ИСХОДНЫЙ ТЕКСТ:
Кулаков Владислав Геннадьевич — критик, филолог. Родился в 1959 году. Окончил Московский инженерно-физический институт (МИФИ) и Литературный институт. Публиковал статьи и рецензии о современной русской поэзии с 1989 года в журналах «Знамя», «Новый мир», «Новое литературное обозрение» и др. Автор книг «Поэзия как факт» (1999), «Постфактум. Книга о стихах» (2007). Живет в Москве.

Статья Владислава Кулакова продолжает разговор о современной поэзии, начатый в № 1 журнала за этот год И. Кукулиным и продолженный Л. Костюковым в № 4 и Е. Абдуллаевым в № 7.

 

 

На статью Ильи Кукулина [1] Глеб Морев в своем блоге откликнулся занятным постингом. «До сих пор, как известно, было два знаменитых высказывания о поэзии: „Преодолевшие символизм” (1916) Жирмунского и „Промежуток” (1924) Тынянова, — пишет Морев. — Применение несложных статистических методов демонстрирует следующее. В „Преодолевших символизм” упомянуто 14 имен современных автору поэтов. В журнальном варианте „Промежутка” упомянуто 15 современных автору поэтов плюс Блок и Хлебников, умершие сравнительно недавно. В статье Ильи Кукулина упомянуто 25 имен плюс покойные Пригов и Парщиков. Как видим, прогресс налицо» [2] . Оставив в стороне проблему прогресса и предупреждая возможные колкости в стиле «Гомер, Мильтон и Паниковский», ограничимся лишь вопросом о том, почему те две статьи воспринимаются нами как этапные для истории русской поэзии и почему так хочется получить столь же этапную статью прямо сейчас. Статьи Жирмунского и Тынянова обозначили новую эпоху в русской поэзии и дали ключ к ее пониманию. Не важно, что Тынянову 1920-е годы показались неким «промежутком», чуть ли не паузой, а мы со своей исторической колокольни особых промежутков там не различаем. Не важно, что Жирмунский, приветствовав «преодолевших символизм» молодых акмеистов, все же отметил добровольную ограниченность их эстетической позиции, заметив, что она не победа формы над хаосом, а сознательное изгнание хаоса. Как раз Тынянов, давший спустя восемь лет блестящий разбор стихов Мандельштама, окончательно развеял сомнения такого рода. Важно, что и Жирмунский и Тынянов говорили об авторах, которые стали самыми актуальными в русской поэзии на ближайшие полвека. А еще важнее то, что статьи Жирмунского и Тынянова задали способ говорения о текущей поэзии, стали образцами языка новой поэтической критики, — классическими образцами, долгое время остававшимися совершенно недостижимыми, как античность, в силу катастрофического падения уровня культуры в советской литературе.

ЗАДАНИЕ 1:
Какие два высказывания о поэзии Глеб Морев, согласно исходному тексту, называет знаменитыми?
ЗАДАНИЕ 2:
Дословно перепишите фрагмент исходного текста: всё начиная со слов «Статья Владислава Кулакова» и вплоть до слов «Абдуллаевым в № 7.».
Приведённые далее строки к этому не имеют отношения.

ИСХОДНЫЙ МАТЕРИАЛ:

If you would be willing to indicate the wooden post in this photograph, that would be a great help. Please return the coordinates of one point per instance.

ОТВЕТ 1:
«Преодолевшие символизм» (1916) Жирмунского и «Промежуток» (1924) Тынянова.

ОТВЕТ 2:
Статья Владислава Кулакова продолжает разговор о современной поэзии, начатый в № 1 журнала за этот год И. Кукулиным и продолженный Л. Костюковым в № 4 и Е. Абдуллаевым в № 7.